:: TASK DIRECTIONS ::
Reproduce word for word the part of the piece below on automating workflows with Notion Workers, from "There are things" up to and including "a CLI tool.".
*** SOURCE DOCUMENT ***
I’ve hired developers. Good ones. For specific things — infrastructure, custom integrations, work that genuinely required someone to sit down and write production code from scratch — it was the right call.
But if I’m honest about the full list of things I’ve brought developers in for over the years, a meaningful chunk of it wasn’t really developer work. It was workflow work. It was “I need this thing to happen automatically when that other thing happens” work. It was “why does this still require a human to touch it” work.
That category of problem has a different answer now.
Here’s the pattern I kept running into:
I’d have a clear picture of what I wanted. Data from one tool synced into Notion. A webhook that logged events automatically. A scheduled job that pulled information from an external API every morning and wrote the results somewhere I could see them. Nothing exotic. Stuff that, described out loud, sounds almost embarrassingly simple.
But turning that description into something that actually ran required code. And writing code required a developer. And hiring a developer for something this small felt like bringing a contractor in to change a lightbulb — technically the right tool, but something about the ratio felt off.
So a lot of it didn’t get built. The workflow stayed manual. The friction stayed.
Last night I built ten of those things in three hours.
Notion Workers — their new hosted serverless platform, shipping in beta as of May 13, 2026 — lets you deploy real code inside Notion’s infrastructure without managing a server. Combined with Claude Code, which writes the TypeScript while you describe what you want in plain English, the gap between “I know what I want” and “it exists and is running” is smaller than it has ever been.
I’m not a developer. I operated the process. I described each Worker, reviewed what Claude Code wrote, ran the deploy commands, checked that it worked. When something broke, I read the error and passed it back. The loop was fast enough that two failures in ten attempts felt like a normal part of the session, not a crisis.
By midnight I had a live webhook endpoint receiving authenticated traffic from the internet and writing verified events to a Notion log page. Automatically. While I slept.
That’s workflow work. It just didn’t require a developer to get there.
I want to be careful about what I’m claiming here.
There are things that genuinely need a developer. Complex systems. Production APIs with serious security requirements. Anything where a bug has real consequences for real people. I’m not suggesting you staff down your engineering team based on a three-hour session with a CLI tool.
*** PROVIDED INFORMATION ***
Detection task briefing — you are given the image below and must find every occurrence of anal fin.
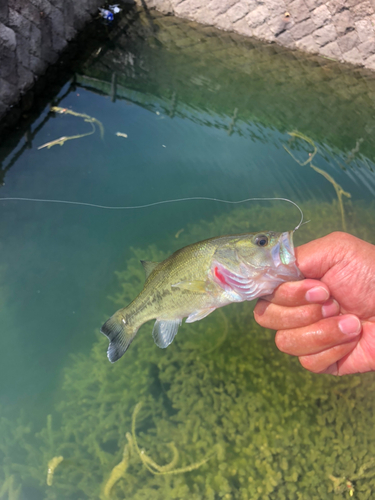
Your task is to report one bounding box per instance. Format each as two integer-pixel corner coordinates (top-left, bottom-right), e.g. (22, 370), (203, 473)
(152, 319), (181, 349)
(172, 280), (207, 293)
(186, 307), (216, 323)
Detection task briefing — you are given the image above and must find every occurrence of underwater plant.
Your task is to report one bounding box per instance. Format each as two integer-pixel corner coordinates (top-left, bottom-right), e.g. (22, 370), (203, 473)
(0, 201), (375, 500)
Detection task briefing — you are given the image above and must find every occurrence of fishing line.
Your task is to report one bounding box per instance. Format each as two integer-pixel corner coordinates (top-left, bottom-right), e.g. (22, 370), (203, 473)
(0, 196), (310, 231)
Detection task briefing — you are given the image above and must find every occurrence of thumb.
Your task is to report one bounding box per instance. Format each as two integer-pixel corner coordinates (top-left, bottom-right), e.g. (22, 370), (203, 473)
(295, 231), (358, 279)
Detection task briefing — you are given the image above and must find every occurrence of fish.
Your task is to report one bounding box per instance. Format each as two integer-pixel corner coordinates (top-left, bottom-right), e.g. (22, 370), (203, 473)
(101, 231), (304, 363)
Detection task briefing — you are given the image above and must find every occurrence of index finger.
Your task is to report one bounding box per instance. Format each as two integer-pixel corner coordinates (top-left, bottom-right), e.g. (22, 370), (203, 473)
(262, 279), (330, 307)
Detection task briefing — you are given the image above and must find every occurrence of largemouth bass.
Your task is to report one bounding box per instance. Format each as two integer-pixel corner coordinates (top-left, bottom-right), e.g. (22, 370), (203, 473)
(101, 231), (303, 363)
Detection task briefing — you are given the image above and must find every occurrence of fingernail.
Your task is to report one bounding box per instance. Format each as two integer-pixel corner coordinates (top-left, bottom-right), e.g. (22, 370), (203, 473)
(305, 286), (329, 302)
(339, 316), (361, 336)
(322, 299), (340, 318)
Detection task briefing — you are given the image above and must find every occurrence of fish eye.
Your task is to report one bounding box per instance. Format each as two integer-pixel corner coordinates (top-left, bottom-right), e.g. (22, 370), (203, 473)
(255, 234), (268, 247)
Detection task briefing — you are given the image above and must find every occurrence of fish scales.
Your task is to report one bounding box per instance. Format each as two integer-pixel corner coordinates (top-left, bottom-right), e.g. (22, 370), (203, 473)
(101, 231), (303, 362)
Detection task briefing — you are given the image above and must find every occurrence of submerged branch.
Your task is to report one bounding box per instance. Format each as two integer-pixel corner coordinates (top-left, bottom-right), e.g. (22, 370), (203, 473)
(132, 403), (214, 475)
(283, 131), (351, 231)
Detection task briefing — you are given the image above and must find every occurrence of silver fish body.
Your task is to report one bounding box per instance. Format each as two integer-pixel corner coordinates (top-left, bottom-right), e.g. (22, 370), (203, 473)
(101, 231), (303, 362)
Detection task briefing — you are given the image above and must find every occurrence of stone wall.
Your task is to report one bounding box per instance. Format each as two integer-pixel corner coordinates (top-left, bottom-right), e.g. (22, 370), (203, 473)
(137, 0), (375, 69)
(0, 0), (103, 119)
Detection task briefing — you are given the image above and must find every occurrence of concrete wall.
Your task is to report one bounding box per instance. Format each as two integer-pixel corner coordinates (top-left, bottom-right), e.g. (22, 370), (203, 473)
(137, 0), (375, 69)
(0, 0), (103, 119)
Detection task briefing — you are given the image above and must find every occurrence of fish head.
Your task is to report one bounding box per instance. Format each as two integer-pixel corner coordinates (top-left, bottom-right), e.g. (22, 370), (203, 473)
(237, 231), (303, 281)
(223, 231), (304, 300)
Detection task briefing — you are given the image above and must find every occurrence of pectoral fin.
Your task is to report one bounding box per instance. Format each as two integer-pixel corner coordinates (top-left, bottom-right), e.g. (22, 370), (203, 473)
(186, 307), (216, 323)
(152, 319), (181, 349)
(211, 262), (259, 301)
(172, 281), (207, 293)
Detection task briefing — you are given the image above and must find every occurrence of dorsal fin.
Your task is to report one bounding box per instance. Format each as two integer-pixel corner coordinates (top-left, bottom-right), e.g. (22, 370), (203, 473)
(141, 260), (159, 279)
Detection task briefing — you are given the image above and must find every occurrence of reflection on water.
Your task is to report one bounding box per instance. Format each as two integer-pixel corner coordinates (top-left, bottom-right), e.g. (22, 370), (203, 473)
(0, 4), (375, 500)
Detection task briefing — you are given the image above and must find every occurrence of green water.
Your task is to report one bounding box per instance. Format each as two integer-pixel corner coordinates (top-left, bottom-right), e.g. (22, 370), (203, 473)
(0, 5), (375, 500)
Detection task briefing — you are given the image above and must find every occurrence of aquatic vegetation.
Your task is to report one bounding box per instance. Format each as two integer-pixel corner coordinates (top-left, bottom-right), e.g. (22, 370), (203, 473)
(0, 202), (375, 500)
(132, 403), (212, 474)
(116, 132), (128, 139)
(38, 123), (95, 149)
(38, 106), (104, 149)
(284, 132), (351, 231)
(46, 455), (64, 486)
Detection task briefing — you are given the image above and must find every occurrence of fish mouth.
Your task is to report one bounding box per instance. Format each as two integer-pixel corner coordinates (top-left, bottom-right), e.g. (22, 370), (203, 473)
(272, 231), (304, 281)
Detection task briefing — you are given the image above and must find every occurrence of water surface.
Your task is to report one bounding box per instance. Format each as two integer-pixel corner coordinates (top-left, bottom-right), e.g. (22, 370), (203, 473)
(0, 7), (375, 500)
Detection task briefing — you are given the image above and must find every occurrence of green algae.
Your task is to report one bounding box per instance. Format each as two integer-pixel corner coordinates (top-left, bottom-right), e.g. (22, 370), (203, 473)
(0, 201), (375, 500)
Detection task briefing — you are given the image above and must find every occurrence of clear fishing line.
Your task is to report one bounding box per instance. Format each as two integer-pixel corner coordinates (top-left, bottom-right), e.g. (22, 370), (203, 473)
(0, 196), (310, 231)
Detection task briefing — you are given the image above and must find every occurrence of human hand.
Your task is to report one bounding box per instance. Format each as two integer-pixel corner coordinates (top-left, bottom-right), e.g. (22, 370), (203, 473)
(254, 232), (375, 375)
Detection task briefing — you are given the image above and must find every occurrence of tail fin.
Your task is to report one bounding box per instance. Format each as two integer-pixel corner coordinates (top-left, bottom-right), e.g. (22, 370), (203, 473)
(100, 310), (138, 363)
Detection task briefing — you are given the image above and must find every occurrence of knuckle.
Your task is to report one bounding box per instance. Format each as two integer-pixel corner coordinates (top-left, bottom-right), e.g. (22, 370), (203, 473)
(298, 355), (321, 373)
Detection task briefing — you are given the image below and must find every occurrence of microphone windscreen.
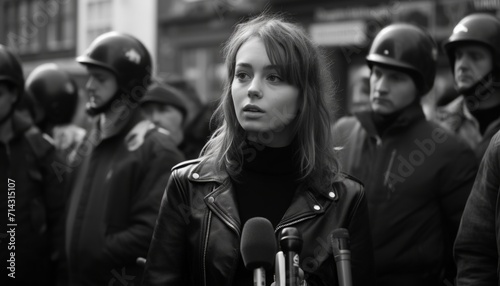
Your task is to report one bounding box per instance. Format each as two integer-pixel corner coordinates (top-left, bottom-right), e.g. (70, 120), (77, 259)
(240, 217), (277, 270)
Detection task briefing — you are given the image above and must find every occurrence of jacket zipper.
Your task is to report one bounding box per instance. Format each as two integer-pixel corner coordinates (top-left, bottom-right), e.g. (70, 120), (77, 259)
(274, 214), (316, 234)
(384, 149), (396, 199)
(203, 210), (212, 286)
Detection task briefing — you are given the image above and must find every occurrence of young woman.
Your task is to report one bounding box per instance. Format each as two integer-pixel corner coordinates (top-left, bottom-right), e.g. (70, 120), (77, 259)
(143, 15), (373, 285)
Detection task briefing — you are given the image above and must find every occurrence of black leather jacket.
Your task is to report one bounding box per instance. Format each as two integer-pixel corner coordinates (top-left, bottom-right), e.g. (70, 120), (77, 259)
(143, 160), (373, 286)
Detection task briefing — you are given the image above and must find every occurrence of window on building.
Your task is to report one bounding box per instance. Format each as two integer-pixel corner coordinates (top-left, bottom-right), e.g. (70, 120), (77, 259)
(87, 0), (113, 46)
(0, 0), (76, 57)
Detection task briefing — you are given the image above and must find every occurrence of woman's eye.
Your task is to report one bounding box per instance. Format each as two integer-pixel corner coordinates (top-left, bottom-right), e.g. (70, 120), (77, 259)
(267, 74), (282, 82)
(235, 72), (248, 80)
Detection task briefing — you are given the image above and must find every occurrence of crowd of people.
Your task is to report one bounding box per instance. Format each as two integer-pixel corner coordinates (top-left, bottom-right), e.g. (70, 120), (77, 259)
(0, 8), (500, 286)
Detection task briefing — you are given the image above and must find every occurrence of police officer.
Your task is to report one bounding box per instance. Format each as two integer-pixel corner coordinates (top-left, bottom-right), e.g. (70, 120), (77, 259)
(26, 63), (85, 161)
(334, 23), (477, 286)
(0, 45), (64, 285)
(65, 32), (183, 285)
(437, 13), (500, 162)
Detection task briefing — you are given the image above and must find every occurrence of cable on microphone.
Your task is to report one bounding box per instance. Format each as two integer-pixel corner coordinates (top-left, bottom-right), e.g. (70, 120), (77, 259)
(330, 228), (352, 286)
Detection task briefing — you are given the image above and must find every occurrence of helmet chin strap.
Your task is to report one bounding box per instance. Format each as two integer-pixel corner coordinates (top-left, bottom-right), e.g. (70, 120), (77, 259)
(456, 71), (500, 98)
(85, 90), (122, 116)
(0, 94), (22, 125)
(0, 106), (16, 125)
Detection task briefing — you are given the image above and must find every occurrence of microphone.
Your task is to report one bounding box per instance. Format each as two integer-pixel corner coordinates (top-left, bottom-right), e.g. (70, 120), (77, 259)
(330, 228), (352, 286)
(274, 251), (286, 286)
(280, 227), (302, 286)
(240, 217), (277, 286)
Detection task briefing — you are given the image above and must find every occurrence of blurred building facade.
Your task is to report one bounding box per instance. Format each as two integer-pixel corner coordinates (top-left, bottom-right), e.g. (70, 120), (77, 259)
(0, 0), (500, 118)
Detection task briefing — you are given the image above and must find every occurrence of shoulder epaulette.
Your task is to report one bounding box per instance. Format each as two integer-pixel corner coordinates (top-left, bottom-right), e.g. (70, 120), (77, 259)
(339, 172), (365, 187)
(24, 126), (54, 159)
(172, 158), (201, 171)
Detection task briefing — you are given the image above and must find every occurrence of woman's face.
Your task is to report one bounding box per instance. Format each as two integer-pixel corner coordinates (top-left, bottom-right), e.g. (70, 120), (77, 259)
(231, 37), (299, 147)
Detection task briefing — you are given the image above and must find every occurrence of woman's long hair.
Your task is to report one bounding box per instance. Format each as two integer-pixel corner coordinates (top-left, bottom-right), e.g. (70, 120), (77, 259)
(201, 14), (339, 192)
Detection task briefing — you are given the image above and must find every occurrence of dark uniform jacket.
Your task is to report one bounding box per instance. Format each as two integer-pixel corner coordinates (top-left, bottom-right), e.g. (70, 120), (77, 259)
(436, 95), (500, 164)
(455, 132), (500, 286)
(65, 111), (184, 285)
(143, 160), (373, 286)
(334, 104), (477, 285)
(0, 113), (65, 285)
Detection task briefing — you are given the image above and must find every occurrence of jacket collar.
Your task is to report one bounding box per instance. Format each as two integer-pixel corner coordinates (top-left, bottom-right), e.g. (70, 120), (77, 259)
(188, 158), (339, 235)
(354, 104), (425, 137)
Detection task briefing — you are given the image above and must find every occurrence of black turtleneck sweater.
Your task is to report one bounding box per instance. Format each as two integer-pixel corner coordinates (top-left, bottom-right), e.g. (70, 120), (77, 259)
(231, 142), (299, 286)
(471, 102), (500, 135)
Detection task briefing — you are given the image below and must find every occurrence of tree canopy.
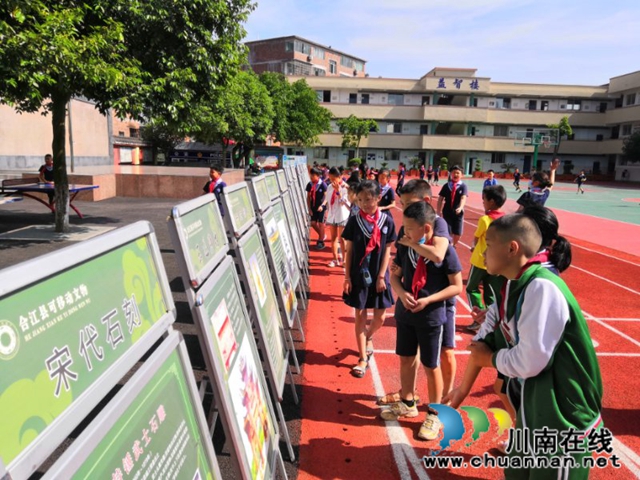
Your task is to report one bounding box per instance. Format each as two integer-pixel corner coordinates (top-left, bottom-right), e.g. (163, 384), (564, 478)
(0, 0), (253, 232)
(337, 114), (378, 157)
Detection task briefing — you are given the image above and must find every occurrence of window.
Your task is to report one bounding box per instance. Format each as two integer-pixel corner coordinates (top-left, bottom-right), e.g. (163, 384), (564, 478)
(384, 150), (400, 162)
(387, 93), (404, 105)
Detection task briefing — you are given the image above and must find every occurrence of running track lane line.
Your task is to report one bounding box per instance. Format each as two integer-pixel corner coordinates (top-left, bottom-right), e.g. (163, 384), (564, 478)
(369, 352), (430, 480)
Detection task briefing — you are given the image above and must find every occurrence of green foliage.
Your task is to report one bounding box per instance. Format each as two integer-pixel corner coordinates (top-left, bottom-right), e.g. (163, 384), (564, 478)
(336, 114), (378, 155)
(0, 0), (254, 232)
(622, 130), (640, 162)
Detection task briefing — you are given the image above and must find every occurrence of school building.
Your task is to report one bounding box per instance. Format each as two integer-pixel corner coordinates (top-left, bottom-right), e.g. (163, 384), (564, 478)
(288, 68), (640, 180)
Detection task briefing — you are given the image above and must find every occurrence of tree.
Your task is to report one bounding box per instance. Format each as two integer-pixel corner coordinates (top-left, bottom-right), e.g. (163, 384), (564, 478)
(337, 114), (378, 157)
(260, 72), (331, 146)
(196, 70), (274, 167)
(547, 116), (573, 157)
(622, 130), (640, 162)
(0, 0), (253, 232)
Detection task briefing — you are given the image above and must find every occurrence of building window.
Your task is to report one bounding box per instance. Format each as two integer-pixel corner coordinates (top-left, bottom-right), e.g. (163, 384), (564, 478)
(387, 93), (404, 105)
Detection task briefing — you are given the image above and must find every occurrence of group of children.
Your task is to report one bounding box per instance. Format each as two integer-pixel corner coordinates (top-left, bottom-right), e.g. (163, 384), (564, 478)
(307, 162), (602, 478)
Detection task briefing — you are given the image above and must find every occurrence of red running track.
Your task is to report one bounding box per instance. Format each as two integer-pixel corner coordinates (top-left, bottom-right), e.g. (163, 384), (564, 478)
(299, 181), (640, 480)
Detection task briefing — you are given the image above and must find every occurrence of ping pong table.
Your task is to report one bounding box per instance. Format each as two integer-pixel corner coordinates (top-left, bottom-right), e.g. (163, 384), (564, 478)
(1, 178), (98, 218)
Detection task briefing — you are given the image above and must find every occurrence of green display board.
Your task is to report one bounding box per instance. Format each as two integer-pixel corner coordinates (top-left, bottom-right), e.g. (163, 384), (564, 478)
(195, 257), (278, 478)
(238, 226), (288, 397)
(0, 222), (175, 476)
(47, 332), (221, 480)
(169, 195), (228, 288)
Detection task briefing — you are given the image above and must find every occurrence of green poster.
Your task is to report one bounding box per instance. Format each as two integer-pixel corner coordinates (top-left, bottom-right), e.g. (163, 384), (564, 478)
(180, 200), (227, 274)
(242, 229), (287, 393)
(203, 261), (278, 478)
(72, 350), (215, 480)
(0, 237), (167, 464)
(264, 173), (280, 199)
(225, 185), (255, 233)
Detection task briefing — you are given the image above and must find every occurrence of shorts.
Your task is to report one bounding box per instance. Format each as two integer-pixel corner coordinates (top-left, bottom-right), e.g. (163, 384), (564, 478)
(396, 321), (444, 368)
(311, 209), (324, 223)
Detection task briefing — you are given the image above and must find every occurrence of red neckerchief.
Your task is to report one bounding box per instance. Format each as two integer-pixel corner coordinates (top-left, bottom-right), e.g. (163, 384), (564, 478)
(359, 209), (381, 265)
(411, 237), (433, 300)
(487, 210), (504, 220)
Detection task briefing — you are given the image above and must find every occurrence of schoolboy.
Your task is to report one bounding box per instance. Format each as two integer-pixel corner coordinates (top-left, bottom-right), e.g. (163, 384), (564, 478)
(377, 179), (457, 405)
(466, 185), (507, 332)
(380, 201), (462, 440)
(438, 165), (468, 247)
(449, 213), (602, 480)
(378, 168), (396, 212)
(202, 165), (227, 216)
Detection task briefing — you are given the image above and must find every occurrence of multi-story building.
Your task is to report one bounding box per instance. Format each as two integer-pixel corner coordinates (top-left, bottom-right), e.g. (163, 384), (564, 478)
(289, 68), (640, 180)
(246, 35), (366, 78)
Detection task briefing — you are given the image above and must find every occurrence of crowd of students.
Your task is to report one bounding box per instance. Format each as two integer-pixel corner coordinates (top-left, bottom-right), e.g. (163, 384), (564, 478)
(307, 160), (602, 478)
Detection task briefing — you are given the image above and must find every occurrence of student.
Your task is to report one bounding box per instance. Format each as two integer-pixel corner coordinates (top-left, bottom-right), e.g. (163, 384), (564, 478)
(378, 168), (396, 213)
(38, 153), (54, 205)
(342, 180), (396, 378)
(438, 165), (467, 248)
(202, 165), (227, 216)
(445, 213), (602, 480)
(323, 167), (351, 267)
(517, 158), (560, 212)
(482, 170), (498, 190)
(380, 201), (462, 440)
(377, 179), (457, 405)
(466, 185), (507, 332)
(306, 168), (327, 250)
(573, 170), (587, 195)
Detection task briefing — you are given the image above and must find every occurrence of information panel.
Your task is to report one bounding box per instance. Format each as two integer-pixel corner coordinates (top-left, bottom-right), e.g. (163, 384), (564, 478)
(0, 222), (175, 478)
(261, 201), (300, 327)
(238, 226), (289, 398)
(45, 332), (222, 480)
(169, 194), (229, 288)
(194, 257), (278, 478)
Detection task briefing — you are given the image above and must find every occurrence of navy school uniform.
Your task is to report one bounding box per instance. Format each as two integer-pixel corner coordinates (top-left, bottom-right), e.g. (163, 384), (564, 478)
(342, 212), (396, 310)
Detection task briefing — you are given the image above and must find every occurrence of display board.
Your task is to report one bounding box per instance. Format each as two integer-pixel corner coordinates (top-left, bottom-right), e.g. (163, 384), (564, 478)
(193, 257), (279, 478)
(169, 193), (229, 288)
(237, 226), (289, 400)
(259, 200), (300, 328)
(222, 182), (256, 239)
(247, 175), (271, 213)
(0, 222), (175, 478)
(45, 332), (222, 480)
(264, 172), (280, 201)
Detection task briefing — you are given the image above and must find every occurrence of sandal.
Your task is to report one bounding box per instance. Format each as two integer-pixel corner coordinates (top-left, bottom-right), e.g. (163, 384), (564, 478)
(351, 358), (369, 378)
(376, 390), (420, 406)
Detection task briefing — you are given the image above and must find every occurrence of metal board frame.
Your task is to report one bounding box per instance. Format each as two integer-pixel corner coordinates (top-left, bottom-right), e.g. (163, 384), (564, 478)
(0, 221), (176, 479)
(222, 182), (256, 240)
(168, 193), (229, 288)
(191, 256), (280, 478)
(44, 331), (222, 479)
(232, 225), (289, 401)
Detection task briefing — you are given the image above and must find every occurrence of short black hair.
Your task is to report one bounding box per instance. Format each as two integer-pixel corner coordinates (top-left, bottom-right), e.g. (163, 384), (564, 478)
(398, 178), (432, 200)
(482, 185), (507, 208)
(402, 200), (436, 227)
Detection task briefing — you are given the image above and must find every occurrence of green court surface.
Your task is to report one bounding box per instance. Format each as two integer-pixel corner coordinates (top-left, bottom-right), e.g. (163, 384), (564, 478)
(460, 178), (640, 225)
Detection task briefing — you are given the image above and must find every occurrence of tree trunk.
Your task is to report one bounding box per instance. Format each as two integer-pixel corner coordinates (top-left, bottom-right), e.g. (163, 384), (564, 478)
(51, 95), (70, 233)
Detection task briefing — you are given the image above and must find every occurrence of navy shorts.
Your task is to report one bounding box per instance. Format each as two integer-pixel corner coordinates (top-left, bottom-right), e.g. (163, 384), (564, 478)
(396, 321), (444, 368)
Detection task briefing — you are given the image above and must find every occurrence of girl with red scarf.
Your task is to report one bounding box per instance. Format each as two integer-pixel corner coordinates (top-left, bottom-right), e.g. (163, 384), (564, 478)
(342, 180), (396, 378)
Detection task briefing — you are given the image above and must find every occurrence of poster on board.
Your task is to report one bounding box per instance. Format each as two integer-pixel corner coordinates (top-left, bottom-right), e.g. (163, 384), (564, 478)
(45, 332), (222, 480)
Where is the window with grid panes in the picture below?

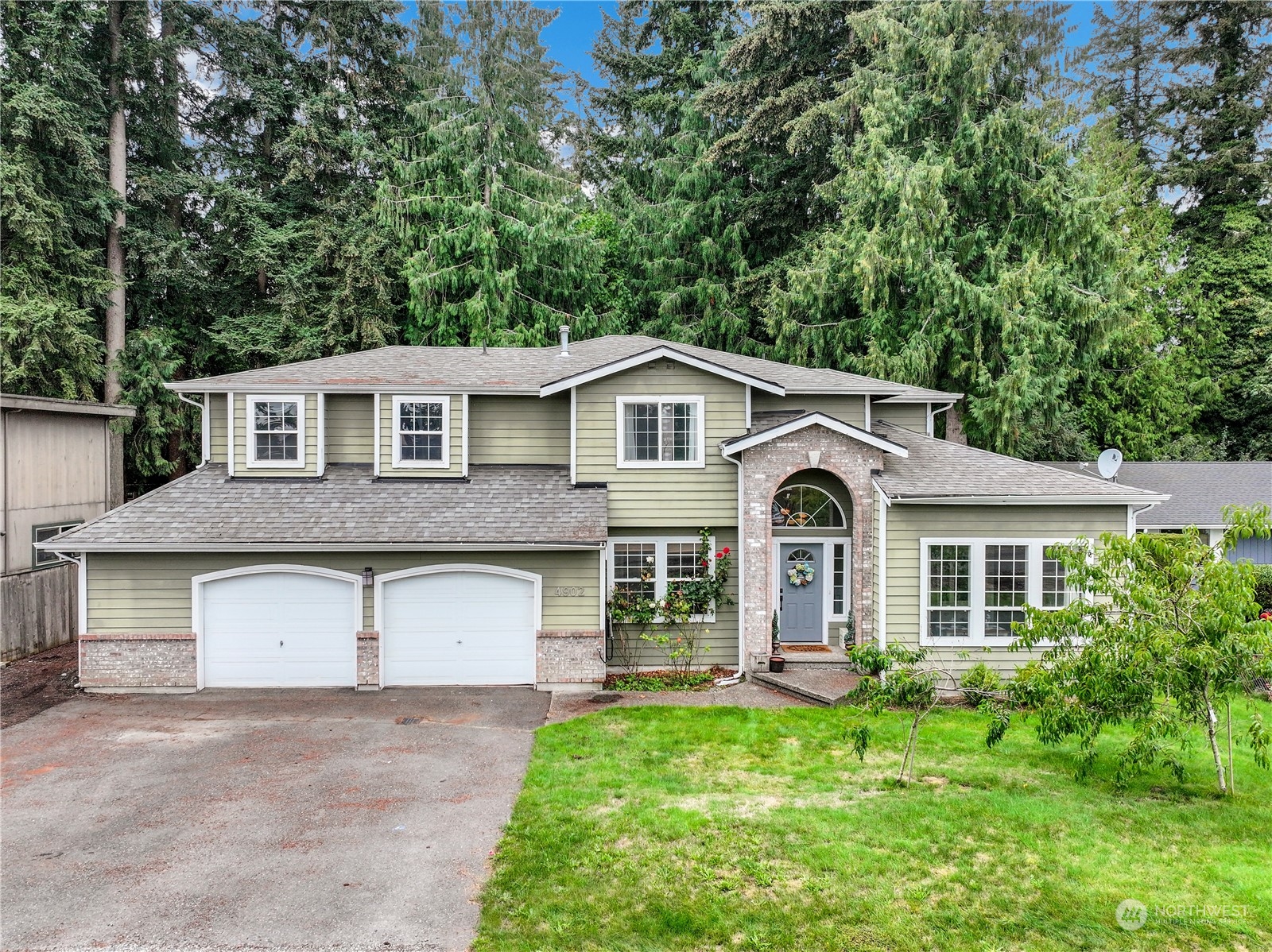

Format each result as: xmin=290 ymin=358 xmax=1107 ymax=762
***
:: RESPONSE FOR THIS EXERCISE ::
There are things that genuinely need a developer. Complex systems. Production APIs with serious security requirements. Anything where a bug has real consequences for real people. I’m not suggesting you staff down your engineering team based on a three-hour session with a CLI tool.